- [What this task involves] Would you write out the entries below, every one of them, exactly?

- [Data for the task]
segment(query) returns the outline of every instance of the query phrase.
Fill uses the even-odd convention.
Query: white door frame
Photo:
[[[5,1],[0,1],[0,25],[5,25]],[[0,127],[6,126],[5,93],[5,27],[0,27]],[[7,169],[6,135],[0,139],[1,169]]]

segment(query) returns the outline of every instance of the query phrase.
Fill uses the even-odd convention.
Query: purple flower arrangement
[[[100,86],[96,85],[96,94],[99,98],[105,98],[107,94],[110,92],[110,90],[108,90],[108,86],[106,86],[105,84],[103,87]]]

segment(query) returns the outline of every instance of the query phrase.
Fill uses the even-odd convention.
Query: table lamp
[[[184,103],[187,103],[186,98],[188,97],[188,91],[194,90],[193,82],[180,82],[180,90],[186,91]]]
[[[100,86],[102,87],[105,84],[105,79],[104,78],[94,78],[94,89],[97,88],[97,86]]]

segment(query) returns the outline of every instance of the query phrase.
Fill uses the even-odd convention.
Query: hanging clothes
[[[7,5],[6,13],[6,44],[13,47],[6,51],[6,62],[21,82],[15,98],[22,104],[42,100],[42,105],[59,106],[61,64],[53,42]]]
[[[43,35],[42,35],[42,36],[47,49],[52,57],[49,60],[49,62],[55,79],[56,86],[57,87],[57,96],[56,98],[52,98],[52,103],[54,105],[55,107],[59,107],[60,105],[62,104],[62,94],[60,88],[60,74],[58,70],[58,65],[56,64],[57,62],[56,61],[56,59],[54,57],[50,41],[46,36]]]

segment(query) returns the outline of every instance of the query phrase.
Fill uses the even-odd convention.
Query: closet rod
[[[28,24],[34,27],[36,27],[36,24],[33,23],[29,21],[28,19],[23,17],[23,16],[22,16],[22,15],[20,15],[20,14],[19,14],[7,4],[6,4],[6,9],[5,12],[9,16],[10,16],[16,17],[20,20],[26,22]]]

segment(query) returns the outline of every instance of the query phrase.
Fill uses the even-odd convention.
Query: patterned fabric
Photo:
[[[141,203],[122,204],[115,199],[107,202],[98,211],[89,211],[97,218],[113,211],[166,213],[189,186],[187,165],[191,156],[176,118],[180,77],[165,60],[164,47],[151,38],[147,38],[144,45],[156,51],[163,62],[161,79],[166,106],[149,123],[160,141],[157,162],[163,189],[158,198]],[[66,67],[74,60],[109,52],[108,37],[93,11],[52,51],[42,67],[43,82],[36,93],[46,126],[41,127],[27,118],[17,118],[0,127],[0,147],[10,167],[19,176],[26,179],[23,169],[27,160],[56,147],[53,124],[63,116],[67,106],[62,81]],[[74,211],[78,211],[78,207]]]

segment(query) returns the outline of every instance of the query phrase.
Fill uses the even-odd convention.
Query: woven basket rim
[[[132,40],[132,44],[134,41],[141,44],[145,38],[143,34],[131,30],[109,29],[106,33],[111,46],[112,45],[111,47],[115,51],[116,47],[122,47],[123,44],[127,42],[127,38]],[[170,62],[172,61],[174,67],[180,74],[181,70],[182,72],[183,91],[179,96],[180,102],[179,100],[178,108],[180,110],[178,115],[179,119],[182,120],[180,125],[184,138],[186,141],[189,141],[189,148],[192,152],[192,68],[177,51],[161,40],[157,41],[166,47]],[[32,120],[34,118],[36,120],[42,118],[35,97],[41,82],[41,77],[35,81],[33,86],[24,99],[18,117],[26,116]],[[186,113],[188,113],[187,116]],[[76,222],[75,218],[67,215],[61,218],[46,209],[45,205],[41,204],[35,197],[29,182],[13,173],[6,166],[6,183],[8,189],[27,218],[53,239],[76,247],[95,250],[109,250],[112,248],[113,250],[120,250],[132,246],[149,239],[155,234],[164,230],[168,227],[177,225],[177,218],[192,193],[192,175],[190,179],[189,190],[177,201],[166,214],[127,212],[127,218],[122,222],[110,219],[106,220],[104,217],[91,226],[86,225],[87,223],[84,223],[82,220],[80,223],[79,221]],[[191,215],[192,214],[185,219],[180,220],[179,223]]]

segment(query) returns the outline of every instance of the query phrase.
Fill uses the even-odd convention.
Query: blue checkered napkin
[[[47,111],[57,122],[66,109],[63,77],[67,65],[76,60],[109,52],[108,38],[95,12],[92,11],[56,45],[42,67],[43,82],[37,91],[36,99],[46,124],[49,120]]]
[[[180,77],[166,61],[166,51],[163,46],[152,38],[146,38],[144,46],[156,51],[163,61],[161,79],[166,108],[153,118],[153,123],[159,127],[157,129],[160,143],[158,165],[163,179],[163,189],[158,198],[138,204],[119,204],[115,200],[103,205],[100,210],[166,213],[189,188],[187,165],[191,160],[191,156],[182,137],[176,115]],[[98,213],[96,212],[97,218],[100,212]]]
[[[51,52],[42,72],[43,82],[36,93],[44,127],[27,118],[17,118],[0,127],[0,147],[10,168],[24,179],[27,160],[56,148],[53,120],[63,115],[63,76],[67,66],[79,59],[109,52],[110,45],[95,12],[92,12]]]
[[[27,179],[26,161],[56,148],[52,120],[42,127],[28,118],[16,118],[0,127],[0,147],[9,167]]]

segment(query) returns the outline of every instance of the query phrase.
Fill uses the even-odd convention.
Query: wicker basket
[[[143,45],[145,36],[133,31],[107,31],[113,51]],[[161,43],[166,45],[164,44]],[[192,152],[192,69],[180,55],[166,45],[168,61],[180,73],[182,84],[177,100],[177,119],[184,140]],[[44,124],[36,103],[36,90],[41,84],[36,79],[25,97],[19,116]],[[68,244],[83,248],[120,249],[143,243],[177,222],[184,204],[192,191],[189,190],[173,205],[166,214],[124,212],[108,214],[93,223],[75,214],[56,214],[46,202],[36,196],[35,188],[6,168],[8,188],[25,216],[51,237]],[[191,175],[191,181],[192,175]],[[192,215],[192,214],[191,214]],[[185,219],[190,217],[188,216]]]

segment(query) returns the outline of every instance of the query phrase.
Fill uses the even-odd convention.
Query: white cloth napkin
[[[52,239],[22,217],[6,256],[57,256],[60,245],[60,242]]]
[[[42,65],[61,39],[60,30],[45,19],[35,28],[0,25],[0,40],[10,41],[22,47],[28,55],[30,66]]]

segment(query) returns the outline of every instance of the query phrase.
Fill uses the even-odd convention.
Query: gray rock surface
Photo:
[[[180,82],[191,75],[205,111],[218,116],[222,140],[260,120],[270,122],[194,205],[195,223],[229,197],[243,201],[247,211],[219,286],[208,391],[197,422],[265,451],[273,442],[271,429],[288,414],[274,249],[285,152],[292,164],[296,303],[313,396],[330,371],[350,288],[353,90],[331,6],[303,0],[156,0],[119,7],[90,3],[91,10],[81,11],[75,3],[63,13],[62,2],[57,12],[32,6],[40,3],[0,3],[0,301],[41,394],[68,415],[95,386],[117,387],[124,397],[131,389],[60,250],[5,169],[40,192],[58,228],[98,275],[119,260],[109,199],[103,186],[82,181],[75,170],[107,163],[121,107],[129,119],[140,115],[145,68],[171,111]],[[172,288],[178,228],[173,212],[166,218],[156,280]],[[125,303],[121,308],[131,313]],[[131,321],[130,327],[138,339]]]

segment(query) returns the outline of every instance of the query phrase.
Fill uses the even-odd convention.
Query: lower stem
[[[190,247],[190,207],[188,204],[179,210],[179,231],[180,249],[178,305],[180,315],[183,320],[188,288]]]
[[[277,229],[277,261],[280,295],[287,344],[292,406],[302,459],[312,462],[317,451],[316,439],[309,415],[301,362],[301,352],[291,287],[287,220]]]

- [Result]
segment(query) returns the outline of every instance of the query phrase.
Fill uses the even-odd convention.
Query: white door frame
Photo:
[[[5,1],[0,1],[0,25],[5,25]],[[0,127],[6,126],[5,93],[5,27],[0,27]],[[7,169],[6,135],[0,139],[1,169]]]

segment(query) returns the outline of every instance of the query phrase.
Fill uses the even-odd convention.
Query: purple flower arrangement
[[[100,86],[96,85],[96,94],[99,98],[105,98],[107,94],[110,92],[110,90],[108,90],[108,86],[106,86],[105,84],[103,87]]]

segment(query) returns the outline of every instance of the query phrase.
Fill uses the even-odd convention.
Query: table lamp
[[[184,103],[187,103],[186,98],[188,97],[188,91],[194,90],[193,82],[180,82],[180,90],[186,91]]]
[[[100,86],[102,87],[105,84],[105,79],[104,78],[94,78],[94,89],[97,88],[97,86]]]

segment(query) returns the outline of every instance of the query phrase.
Fill uses the even-odd convention.
Query: hanging clothes
[[[7,5],[6,13],[6,44],[13,47],[6,51],[6,62],[21,82],[15,98],[22,104],[42,100],[42,105],[59,106],[61,64],[53,42]]]
[[[43,35],[42,35],[42,36],[47,49],[52,57],[49,60],[49,62],[55,79],[56,86],[57,87],[57,96],[56,98],[52,98],[52,103],[54,105],[55,107],[59,107],[60,105],[62,104],[62,94],[60,88],[60,74],[58,70],[58,65],[56,64],[57,62],[56,61],[56,59],[54,57],[50,41],[46,36]]]

segment(query) returns the outline of every instance of the query phrase.
Fill uses the even-odd convention.
Query: closet rod
[[[28,24],[34,27],[36,27],[36,24],[33,23],[29,21],[28,19],[23,17],[23,16],[22,16],[22,15],[20,15],[20,14],[19,14],[7,4],[6,4],[6,9],[5,12],[9,16],[10,16],[16,17],[20,20],[26,22]]]

segment(query) returns the outline of every instance of the query phrase.
Fill uses the even-odd convention.
Query: patterned fabric
Photo:
[[[141,203],[122,204],[115,199],[107,202],[98,211],[89,211],[97,218],[113,211],[166,213],[189,186],[187,165],[191,156],[176,118],[180,77],[165,60],[164,47],[151,38],[147,38],[144,45],[156,51],[163,62],[161,79],[166,106],[149,123],[160,141],[157,162],[163,189],[158,198]],[[66,67],[74,60],[109,52],[108,37],[93,11],[52,51],[42,67],[43,82],[36,93],[46,126],[41,127],[27,118],[17,118],[0,127],[0,147],[10,167],[19,176],[26,179],[23,169],[27,160],[56,147],[53,124],[63,116],[67,106],[62,81]],[[74,211],[78,211],[78,207]]]

segment(query) returns the outline of every instance of the query phrase.
Fill uses the even-odd convention.
Query: woven basket rim
[[[132,40],[132,44],[134,41],[141,44],[145,38],[143,34],[131,30],[109,29],[106,33],[111,46],[112,45],[111,47],[115,51],[116,47],[122,47],[123,44],[127,42],[127,38]],[[170,62],[172,61],[174,67],[180,74],[181,70],[182,72],[183,91],[179,96],[180,102],[179,100],[178,108],[180,110],[178,115],[179,119],[182,120],[180,125],[184,138],[186,141],[189,141],[189,148],[192,152],[192,68],[177,51],[161,40],[157,41],[166,47]],[[32,120],[34,118],[36,120],[42,118],[35,97],[41,82],[41,77],[35,81],[33,86],[24,99],[18,117],[26,116]],[[186,113],[188,113],[187,116]],[[76,222],[75,218],[67,215],[61,218],[46,209],[45,205],[41,204],[35,197],[29,182],[13,173],[6,166],[6,183],[8,189],[27,218],[53,239],[76,247],[95,250],[109,250],[112,248],[113,250],[120,250],[132,246],[149,239],[155,234],[164,230],[168,227],[177,225],[177,218],[192,193],[192,175],[190,179],[189,190],[177,201],[166,214],[127,212],[127,218],[122,222],[110,219],[106,220],[104,217],[91,226],[86,225],[87,223],[84,223],[82,220],[80,223],[79,221]],[[191,215],[192,214],[185,219],[180,220],[179,223]]]

segment(query) returns the outline of every instance of the query phrase.
Fill uses the even-odd convention.
Query: blue checkered napkin
[[[47,111],[57,122],[66,109],[63,77],[67,65],[76,60],[109,52],[108,38],[95,12],[92,11],[56,45],[42,67],[43,82],[37,91],[36,99],[46,124],[49,120]]]
[[[180,77],[166,61],[166,51],[163,46],[152,38],[146,38],[144,46],[156,51],[163,61],[161,79],[166,108],[153,118],[153,123],[159,127],[157,129],[160,143],[158,165],[163,179],[163,189],[158,198],[138,204],[119,204],[115,200],[103,205],[100,210],[166,213],[189,188],[187,165],[191,160],[191,156],[182,137],[176,115]],[[98,213],[96,212],[97,218],[100,212]]]
[[[51,52],[42,72],[43,82],[36,93],[44,127],[27,118],[17,118],[0,127],[0,147],[10,168],[24,179],[27,160],[56,148],[53,120],[63,115],[63,76],[67,66],[79,59],[109,52],[110,45],[95,12],[92,12]]]
[[[27,179],[26,161],[56,148],[52,120],[42,127],[28,118],[16,118],[0,127],[0,147],[9,167]]]

segment(query) returns the outline of every instance of the query phrase.
Fill uses the even-odd convention.
Query: wicker basket
[[[143,45],[145,36],[133,31],[107,31],[113,51]],[[161,43],[166,45],[164,44]],[[192,152],[192,69],[180,55],[166,45],[168,61],[180,73],[182,84],[177,100],[177,119],[184,140]],[[44,124],[36,103],[36,90],[41,84],[36,79],[25,97],[19,116]],[[68,244],[83,248],[120,249],[143,243],[177,222],[184,204],[192,191],[189,190],[173,205],[166,214],[124,212],[108,214],[93,223],[75,214],[56,214],[46,202],[36,196],[35,188],[6,168],[8,188],[25,216],[51,237]],[[191,175],[191,181],[192,175]],[[192,215],[192,214],[191,214]],[[185,219],[190,217],[188,216]]]

segment(query) returns the outline of every instance of the query phrase.
Fill uses the even-odd convention.
Query: white cloth napkin
[[[52,239],[22,217],[6,256],[57,256],[60,245],[60,242]]]
[[[42,65],[61,39],[60,30],[45,19],[35,28],[0,25],[0,40],[10,41],[22,47],[28,55],[30,66]]]

segment(query) returns the outline of every instance of the query phrase.
Fill uses the even-odd convention.
Query: gray rock surface
Photo:
[[[180,82],[191,75],[205,111],[218,116],[222,140],[260,120],[270,122],[194,205],[195,223],[229,197],[243,201],[247,211],[219,286],[208,391],[197,422],[265,451],[273,442],[271,429],[288,414],[274,249],[285,152],[292,164],[296,303],[313,396],[330,371],[350,288],[353,90],[331,6],[303,0],[156,0],[119,7],[90,3],[91,10],[81,11],[75,3],[63,13],[62,2],[57,12],[32,6],[40,3],[0,3],[0,301],[41,394],[68,415],[95,386],[117,387],[124,397],[131,389],[60,250],[5,169],[40,192],[58,228],[98,275],[119,260],[109,199],[103,186],[82,181],[75,170],[107,163],[121,107],[129,119],[140,115],[145,68],[171,111]],[[172,288],[178,228],[173,212],[166,218],[156,280]],[[125,303],[121,308],[131,313]],[[131,321],[130,327],[138,339]]]

segment(query) returns the outline of every instance of the query phrase.
Fill uses the even-odd convention.
Query: lower stem
[[[190,247],[190,207],[188,204],[179,210],[179,231],[180,249],[178,305],[180,315],[183,320],[188,288]]]
[[[277,229],[277,261],[280,295],[287,344],[292,406],[302,459],[312,462],[317,451],[316,439],[309,415],[301,362],[301,352],[291,287],[287,220]]]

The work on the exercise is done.